____ Stored rows

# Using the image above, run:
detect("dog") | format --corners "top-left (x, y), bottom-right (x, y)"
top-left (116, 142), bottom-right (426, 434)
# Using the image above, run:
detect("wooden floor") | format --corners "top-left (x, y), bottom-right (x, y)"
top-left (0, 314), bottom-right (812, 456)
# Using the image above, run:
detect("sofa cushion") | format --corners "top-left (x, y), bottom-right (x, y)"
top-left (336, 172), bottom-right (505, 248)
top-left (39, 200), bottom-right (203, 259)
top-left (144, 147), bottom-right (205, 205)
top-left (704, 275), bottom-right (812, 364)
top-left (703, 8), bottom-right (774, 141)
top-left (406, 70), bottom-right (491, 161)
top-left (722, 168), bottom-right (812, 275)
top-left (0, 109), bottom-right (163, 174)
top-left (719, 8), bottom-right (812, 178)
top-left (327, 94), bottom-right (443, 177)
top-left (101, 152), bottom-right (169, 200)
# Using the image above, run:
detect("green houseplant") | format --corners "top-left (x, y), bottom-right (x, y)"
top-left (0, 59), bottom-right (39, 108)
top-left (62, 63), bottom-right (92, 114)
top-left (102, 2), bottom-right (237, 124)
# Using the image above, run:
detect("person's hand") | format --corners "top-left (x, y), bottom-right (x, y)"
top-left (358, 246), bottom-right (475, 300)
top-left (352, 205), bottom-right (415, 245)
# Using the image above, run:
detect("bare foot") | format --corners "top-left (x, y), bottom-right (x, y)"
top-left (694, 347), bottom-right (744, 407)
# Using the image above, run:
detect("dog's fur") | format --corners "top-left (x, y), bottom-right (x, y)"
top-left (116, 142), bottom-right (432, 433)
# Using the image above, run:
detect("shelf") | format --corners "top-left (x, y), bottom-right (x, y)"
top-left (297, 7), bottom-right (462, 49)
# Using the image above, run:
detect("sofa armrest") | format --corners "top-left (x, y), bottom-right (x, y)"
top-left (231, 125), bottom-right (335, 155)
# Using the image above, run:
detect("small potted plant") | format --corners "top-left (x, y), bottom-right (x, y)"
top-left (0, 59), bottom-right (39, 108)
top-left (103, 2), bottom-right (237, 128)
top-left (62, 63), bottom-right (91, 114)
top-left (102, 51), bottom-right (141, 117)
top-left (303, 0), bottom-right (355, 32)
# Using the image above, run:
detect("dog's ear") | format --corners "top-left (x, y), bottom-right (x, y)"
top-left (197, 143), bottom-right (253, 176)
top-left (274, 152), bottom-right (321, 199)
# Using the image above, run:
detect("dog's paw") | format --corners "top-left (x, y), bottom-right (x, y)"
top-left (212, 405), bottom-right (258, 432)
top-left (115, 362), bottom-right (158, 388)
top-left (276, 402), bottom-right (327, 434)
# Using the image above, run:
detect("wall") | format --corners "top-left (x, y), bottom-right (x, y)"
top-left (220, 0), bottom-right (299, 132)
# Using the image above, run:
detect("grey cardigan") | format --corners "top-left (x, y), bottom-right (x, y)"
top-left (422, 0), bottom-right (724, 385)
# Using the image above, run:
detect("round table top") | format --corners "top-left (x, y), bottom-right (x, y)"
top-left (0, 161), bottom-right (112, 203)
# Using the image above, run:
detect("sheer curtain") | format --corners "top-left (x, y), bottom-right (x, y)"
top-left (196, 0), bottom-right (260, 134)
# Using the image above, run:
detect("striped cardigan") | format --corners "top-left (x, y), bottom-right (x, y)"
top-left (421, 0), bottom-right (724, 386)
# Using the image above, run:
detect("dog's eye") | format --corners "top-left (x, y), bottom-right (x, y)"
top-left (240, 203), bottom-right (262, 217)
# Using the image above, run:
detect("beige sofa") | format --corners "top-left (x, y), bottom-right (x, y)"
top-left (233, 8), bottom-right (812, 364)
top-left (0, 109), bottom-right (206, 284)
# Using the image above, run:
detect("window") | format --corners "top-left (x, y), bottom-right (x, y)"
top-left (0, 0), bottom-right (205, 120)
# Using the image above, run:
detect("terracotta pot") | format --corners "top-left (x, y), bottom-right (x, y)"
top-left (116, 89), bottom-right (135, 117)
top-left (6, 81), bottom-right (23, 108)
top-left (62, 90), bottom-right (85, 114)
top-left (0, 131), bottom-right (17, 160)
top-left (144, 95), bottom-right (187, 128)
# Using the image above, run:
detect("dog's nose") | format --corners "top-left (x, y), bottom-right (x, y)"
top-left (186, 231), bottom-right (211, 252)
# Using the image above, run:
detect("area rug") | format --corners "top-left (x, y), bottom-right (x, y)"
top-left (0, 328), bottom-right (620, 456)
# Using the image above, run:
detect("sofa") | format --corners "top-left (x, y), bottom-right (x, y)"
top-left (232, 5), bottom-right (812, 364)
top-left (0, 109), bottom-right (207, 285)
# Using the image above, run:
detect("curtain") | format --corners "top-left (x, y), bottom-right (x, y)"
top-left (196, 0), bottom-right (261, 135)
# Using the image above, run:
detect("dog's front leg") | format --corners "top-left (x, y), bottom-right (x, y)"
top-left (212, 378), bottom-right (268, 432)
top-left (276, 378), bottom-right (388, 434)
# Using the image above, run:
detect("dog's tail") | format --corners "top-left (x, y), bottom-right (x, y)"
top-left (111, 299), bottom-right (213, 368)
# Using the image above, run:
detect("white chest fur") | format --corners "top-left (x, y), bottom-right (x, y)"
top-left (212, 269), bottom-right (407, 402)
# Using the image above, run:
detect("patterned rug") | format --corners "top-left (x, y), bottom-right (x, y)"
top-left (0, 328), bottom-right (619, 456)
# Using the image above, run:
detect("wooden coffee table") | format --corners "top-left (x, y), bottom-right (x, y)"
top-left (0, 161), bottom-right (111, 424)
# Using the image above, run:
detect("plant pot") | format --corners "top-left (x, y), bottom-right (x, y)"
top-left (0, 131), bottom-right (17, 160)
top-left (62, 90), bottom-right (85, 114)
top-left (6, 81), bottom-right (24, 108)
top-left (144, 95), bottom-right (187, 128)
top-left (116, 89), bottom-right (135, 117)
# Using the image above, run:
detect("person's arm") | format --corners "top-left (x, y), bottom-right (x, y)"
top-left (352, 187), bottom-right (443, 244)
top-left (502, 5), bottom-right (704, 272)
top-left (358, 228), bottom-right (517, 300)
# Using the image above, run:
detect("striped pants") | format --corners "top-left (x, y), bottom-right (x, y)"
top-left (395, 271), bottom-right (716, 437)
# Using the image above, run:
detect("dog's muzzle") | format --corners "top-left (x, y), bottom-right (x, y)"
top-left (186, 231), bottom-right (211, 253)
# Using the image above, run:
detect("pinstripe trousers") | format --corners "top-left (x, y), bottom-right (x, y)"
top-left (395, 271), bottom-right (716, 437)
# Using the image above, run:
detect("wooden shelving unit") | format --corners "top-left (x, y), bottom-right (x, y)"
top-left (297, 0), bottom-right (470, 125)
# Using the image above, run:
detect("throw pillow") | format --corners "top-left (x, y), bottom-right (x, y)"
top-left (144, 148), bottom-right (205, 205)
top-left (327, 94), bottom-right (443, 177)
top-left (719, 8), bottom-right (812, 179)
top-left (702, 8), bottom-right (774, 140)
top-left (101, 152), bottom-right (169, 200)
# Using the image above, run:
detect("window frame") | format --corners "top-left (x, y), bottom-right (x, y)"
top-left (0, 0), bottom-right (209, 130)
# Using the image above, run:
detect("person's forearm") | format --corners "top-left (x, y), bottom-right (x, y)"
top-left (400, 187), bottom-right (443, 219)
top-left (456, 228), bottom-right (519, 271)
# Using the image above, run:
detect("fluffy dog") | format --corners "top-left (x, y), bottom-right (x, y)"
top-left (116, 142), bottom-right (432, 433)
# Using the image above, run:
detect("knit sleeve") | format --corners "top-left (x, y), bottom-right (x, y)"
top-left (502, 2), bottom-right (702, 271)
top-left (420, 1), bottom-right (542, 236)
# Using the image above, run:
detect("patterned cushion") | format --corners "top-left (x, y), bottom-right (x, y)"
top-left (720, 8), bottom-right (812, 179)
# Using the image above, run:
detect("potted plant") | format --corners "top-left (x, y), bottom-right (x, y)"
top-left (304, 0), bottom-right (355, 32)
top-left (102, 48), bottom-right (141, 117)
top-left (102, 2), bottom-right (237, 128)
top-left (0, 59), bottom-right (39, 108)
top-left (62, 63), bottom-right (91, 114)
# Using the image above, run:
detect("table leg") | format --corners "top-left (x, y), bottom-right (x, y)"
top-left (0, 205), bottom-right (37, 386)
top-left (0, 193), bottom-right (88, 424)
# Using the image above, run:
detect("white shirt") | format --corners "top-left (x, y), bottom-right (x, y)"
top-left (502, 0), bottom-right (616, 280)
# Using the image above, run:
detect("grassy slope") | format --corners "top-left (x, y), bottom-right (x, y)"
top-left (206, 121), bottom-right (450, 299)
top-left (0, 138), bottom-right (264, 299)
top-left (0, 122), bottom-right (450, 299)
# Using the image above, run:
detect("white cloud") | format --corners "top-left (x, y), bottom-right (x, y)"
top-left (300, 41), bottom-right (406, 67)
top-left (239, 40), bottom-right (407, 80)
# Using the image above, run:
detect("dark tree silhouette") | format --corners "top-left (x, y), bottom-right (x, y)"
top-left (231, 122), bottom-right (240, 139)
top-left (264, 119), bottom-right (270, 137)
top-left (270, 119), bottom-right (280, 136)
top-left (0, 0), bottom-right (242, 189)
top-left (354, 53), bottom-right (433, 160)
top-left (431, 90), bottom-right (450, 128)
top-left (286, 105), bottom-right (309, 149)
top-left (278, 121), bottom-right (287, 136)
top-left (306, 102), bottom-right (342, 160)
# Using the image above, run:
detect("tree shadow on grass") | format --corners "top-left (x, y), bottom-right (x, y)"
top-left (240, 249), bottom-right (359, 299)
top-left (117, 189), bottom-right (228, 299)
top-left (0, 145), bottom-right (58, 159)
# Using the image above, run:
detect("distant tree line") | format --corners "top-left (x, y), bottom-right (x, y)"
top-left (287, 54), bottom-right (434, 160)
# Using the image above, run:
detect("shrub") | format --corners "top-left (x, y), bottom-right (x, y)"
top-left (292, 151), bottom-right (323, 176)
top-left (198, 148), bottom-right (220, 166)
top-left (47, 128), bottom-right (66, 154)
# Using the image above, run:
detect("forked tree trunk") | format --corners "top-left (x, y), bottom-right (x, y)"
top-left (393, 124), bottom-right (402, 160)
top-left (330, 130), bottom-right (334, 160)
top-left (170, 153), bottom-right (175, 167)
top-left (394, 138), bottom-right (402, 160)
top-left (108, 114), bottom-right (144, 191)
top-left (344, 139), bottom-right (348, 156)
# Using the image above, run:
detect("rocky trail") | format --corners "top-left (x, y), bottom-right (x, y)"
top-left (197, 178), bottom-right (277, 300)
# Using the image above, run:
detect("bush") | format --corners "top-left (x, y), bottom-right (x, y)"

________

## Brief:
Reproduce the records verbatim, from their first line through the line containing "top-left (352, 205), bottom-right (415, 245)", with both of those lines included.

## Completed task:
# Using the image above, run:
detect("dog") | format --corners "top-left (x, y), bottom-right (x, y)"
top-left (116, 142), bottom-right (426, 434)
# Using the image above, run:
detect("wooden floor") | format --corners "top-left (x, y), bottom-right (x, y)"
top-left (0, 314), bottom-right (812, 456)
# Using the image above, run:
detect("sofa cushion") | format --corners "top-left (x, y), bottom-right (x, y)"
top-left (336, 172), bottom-right (505, 248)
top-left (39, 200), bottom-right (203, 259)
top-left (144, 147), bottom-right (205, 205)
top-left (704, 275), bottom-right (812, 364)
top-left (703, 8), bottom-right (774, 141)
top-left (406, 70), bottom-right (491, 161)
top-left (722, 168), bottom-right (812, 275)
top-left (0, 109), bottom-right (163, 174)
top-left (719, 8), bottom-right (812, 178)
top-left (327, 94), bottom-right (443, 177)
top-left (101, 152), bottom-right (169, 200)
# Using the image above, run:
detect("green houseplant") | format --corners "top-left (x, y), bottom-right (x, y)"
top-left (0, 59), bottom-right (39, 108)
top-left (62, 63), bottom-right (92, 114)
top-left (102, 2), bottom-right (237, 124)
# Using the image above, run:
detect("person's hand") | format --corners "top-left (x, y), bottom-right (x, y)"
top-left (358, 246), bottom-right (475, 300)
top-left (352, 205), bottom-right (415, 245)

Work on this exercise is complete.